**RECORDS FOR THE EXERCISE**
━━━━━━━━━━━━━━━━━━━━

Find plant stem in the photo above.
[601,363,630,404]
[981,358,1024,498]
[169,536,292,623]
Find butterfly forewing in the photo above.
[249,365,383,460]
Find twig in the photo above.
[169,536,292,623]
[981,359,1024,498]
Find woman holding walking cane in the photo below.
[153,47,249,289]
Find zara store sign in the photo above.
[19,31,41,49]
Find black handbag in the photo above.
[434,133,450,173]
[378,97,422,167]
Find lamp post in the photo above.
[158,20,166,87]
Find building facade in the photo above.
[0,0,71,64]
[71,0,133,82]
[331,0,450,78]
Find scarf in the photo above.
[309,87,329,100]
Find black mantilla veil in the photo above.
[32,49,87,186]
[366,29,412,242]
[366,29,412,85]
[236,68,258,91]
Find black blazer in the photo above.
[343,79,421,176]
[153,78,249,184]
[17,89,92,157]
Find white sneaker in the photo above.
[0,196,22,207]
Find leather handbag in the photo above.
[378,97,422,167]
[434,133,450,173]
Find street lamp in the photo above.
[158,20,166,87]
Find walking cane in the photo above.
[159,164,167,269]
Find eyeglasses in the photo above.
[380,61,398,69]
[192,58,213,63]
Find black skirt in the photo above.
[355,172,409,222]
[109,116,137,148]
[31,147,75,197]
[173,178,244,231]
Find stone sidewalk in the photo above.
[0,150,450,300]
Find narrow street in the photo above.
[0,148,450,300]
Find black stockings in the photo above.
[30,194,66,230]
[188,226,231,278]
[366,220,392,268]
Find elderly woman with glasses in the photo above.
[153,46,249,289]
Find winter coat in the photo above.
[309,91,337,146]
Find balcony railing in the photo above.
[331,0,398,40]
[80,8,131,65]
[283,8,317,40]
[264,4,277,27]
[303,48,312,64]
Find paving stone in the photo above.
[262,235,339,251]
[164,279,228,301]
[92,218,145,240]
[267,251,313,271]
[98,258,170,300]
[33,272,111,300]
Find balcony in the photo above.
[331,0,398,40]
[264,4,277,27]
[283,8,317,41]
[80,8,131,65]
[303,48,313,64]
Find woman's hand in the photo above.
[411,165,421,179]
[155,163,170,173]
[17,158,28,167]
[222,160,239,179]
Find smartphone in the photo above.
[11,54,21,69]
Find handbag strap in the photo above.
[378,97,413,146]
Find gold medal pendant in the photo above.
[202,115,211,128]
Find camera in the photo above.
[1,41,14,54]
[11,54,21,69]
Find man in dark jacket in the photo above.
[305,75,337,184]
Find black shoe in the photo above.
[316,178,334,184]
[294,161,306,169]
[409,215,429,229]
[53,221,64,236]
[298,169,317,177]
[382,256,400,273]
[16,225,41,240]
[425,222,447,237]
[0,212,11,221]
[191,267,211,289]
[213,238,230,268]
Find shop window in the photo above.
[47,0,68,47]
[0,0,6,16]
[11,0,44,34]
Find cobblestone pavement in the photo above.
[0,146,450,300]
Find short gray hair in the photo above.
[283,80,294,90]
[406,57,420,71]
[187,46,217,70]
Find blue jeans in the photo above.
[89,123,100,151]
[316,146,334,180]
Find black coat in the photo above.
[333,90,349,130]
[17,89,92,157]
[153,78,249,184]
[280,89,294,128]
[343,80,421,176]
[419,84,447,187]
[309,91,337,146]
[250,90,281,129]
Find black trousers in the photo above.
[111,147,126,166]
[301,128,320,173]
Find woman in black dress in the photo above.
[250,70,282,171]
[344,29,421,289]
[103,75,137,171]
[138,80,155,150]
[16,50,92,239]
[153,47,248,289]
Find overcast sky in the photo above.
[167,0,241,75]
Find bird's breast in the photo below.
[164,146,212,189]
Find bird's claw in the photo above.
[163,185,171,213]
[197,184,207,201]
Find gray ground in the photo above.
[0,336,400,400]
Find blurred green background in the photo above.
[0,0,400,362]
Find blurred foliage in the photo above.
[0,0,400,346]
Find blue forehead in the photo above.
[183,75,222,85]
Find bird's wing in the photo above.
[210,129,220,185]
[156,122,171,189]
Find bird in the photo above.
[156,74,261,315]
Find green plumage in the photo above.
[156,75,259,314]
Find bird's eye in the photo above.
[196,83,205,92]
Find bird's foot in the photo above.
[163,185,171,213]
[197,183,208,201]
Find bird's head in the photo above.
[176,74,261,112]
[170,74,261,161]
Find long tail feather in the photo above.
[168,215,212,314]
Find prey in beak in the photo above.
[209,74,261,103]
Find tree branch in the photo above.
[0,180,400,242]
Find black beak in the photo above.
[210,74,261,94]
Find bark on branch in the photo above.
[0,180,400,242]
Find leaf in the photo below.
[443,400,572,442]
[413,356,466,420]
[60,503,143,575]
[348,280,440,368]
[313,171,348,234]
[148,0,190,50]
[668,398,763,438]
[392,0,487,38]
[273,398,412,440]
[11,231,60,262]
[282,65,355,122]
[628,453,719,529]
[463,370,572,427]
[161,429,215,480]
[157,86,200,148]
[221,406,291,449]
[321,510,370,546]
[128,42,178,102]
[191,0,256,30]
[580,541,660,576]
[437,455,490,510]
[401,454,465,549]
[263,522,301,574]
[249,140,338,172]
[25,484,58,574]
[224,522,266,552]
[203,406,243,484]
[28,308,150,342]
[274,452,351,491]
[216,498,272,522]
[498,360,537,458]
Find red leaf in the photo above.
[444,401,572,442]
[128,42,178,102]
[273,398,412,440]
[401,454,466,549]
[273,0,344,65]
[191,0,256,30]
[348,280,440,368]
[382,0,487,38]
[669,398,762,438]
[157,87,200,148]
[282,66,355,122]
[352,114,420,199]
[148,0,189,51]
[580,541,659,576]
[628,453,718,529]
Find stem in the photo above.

━━━━━━━━━━━━━━━━━━━━

**EXERCISE GOAL**
Can you reproduce the listing above with every "Find" swapped for "Locate" and nothing else changed?

**EXERCISE RESULT**
Locate plant stem in the photo above.
[601,363,630,404]
[981,358,1024,498]
[169,536,292,623]
Locate butterfly forewing in the photo above.
[249,365,383,460]
Locate twig in the photo above.
[169,536,292,623]
[981,359,1024,498]
Locate woman holding walking cane in the photo below.
[153,47,249,289]
Locate zara store sign in the photo above.
[19,31,41,49]
Locate black handbag in the photo above.
[434,133,450,173]
[378,97,422,167]
Locate lamp post in the photo above.
[158,20,166,87]
Locate building facade in the photo above.
[0,0,71,64]
[71,0,133,82]
[331,0,450,78]
Locate scarf in the photo above.
[309,87,329,100]
Locate black mantilla veil in the photo above.
[32,49,87,186]
[366,29,412,242]
[366,29,412,85]
[236,68,258,91]
Locate black blazer in the photo above.
[343,79,421,176]
[153,78,249,184]
[17,89,92,157]
Locate white sneaker in the photo above.
[0,196,22,207]
Locate leather handbag in the photo above.
[378,97,422,167]
[434,133,450,173]
Locate street lamp in the photo above.
[158,20,166,87]
Locate walking cane in the photo above.
[159,164,167,269]
Locate eyeglasses in the photo above.
[380,61,398,69]
[192,58,213,63]
Locate black skirt in the photo above.
[355,172,409,222]
[109,116,137,148]
[31,147,75,197]
[173,178,244,231]
Locate stone sidewalk in the photo above.
[0,150,450,300]
Locate narrow street in the photo above.
[0,148,450,300]
Locate black stockings in the photo above.
[30,194,66,230]
[188,226,231,278]
[366,220,392,268]
Locate elderly woman with glasses in the photo above.
[153,46,249,289]
Locate winter coat in the photo above.
[309,91,337,146]
Locate balcony railing in the photo above.
[331,0,398,40]
[80,8,131,65]
[283,8,317,40]
[264,4,277,27]
[303,48,312,64]
Locate paving stone in the photo above.
[262,235,339,251]
[164,279,228,301]
[92,218,145,240]
[267,251,313,271]
[98,258,170,300]
[33,272,111,300]
Locate balcony in the photo above.
[331,0,398,40]
[264,4,277,27]
[283,8,317,41]
[80,8,131,65]
[303,48,313,64]
Locate woman's hand in the photo above.
[411,165,421,179]
[155,163,170,173]
[17,158,28,167]
[222,160,239,179]
Locate smartphone in the photo above.
[11,54,21,69]
Locate handbag strap in the photo above.
[378,97,413,146]
Locate gold medal pendant in the photo above.
[202,115,211,128]
Locate camera in the photo above.
[1,41,14,54]
[11,54,21,69]
Locate man in dark jacket in the photo above.
[305,75,337,184]
Locate black shoe in the photo above.
[316,178,334,184]
[294,161,306,169]
[409,215,429,229]
[53,221,64,236]
[298,169,317,177]
[382,256,400,273]
[16,225,41,240]
[425,222,447,237]
[0,212,11,221]
[191,267,211,289]
[213,238,230,268]
Locate shop window in the photo above.
[47,0,68,47]
[0,0,6,16]
[11,0,44,34]
Locate cobblestone pavement in the photo above.
[0,146,450,300]
Locate short gray hair in the photo above.
[283,80,294,90]
[406,57,420,71]
[187,46,217,70]
Locate blue jeans in the photo above.
[89,123,100,151]
[316,146,334,180]
Locate black coat in the photo above.
[333,90,349,130]
[17,89,92,157]
[153,78,249,184]
[280,89,294,128]
[343,80,421,176]
[419,84,447,187]
[309,91,337,146]
[250,90,281,129]
Locate black trousers in the photo above.
[111,147,126,166]
[301,128,320,173]
Locate woman in black dress in the photo above.
[250,70,282,171]
[344,29,421,289]
[103,75,137,171]
[138,80,155,150]
[16,50,92,239]
[153,47,248,289]
Locate overcast sky in the photo above.
[167,0,241,75]
Locate bird's breast in the photo below.
[164,146,212,189]
Locate bird's claw in the photo above.
[163,185,171,213]
[197,184,207,201]
Locate gray ground in the photo above.
[0,336,400,400]
Locate blurred green background in the photo above.
[0,0,400,362]
Locate blurred foliage in the photo above.
[0,0,400,346]
Locate blue forehead in the photo above.
[183,75,222,85]
Locate bird's wing in the photo above.
[210,129,220,185]
[156,122,171,189]
Locate bird in the photo above.
[156,74,261,315]
Locate green plumage in the photo above.
[156,75,259,314]
Locate bird's eye in the photo above.
[196,83,205,92]
Locate bird's foot in the photo above.
[163,185,171,213]
[197,183,208,201]
Locate bird's head in the photo above.
[176,74,261,112]
[170,74,261,161]
Locate long tail feather in the photo above.
[168,215,212,314]
Locate prey in beak in the photo above.
[209,74,261,103]
Locate tree branch in the photo above.
[0,180,400,242]
Locate black beak in the photo above.
[210,74,261,94]
Locate bark on branch in the photo above.
[0,180,400,242]
Locate leaf in the photo below.
[443,400,572,442]
[413,356,466,420]
[60,503,143,575]
[348,280,440,368]
[313,171,348,234]
[148,0,190,50]
[668,398,763,438]
[392,0,487,38]
[273,398,412,440]
[11,231,60,262]
[282,65,355,122]
[628,453,719,529]
[463,370,572,427]
[161,429,215,480]
[157,86,200,148]
[221,406,291,449]
[321,510,370,546]
[128,42,178,102]
[191,0,256,30]
[580,541,660,576]
[437,455,490,510]
[401,454,465,549]
[263,522,301,574]
[249,140,338,172]
[25,484,58,574]
[224,522,266,552]
[203,406,243,484]
[28,308,150,342]
[274,452,351,491]
[216,498,272,522]
[498,360,537,458]
Locate red leaf in the photo above.
[444,401,572,442]
[128,42,178,102]
[273,398,412,440]
[401,454,466,549]
[273,0,344,65]
[191,0,256,30]
[348,280,440,368]
[382,0,487,38]
[669,398,762,438]
[157,87,200,148]
[282,66,355,122]
[352,114,420,199]
[148,0,189,51]
[580,541,659,576]
[628,453,718,529]
Locate stem in the photo above.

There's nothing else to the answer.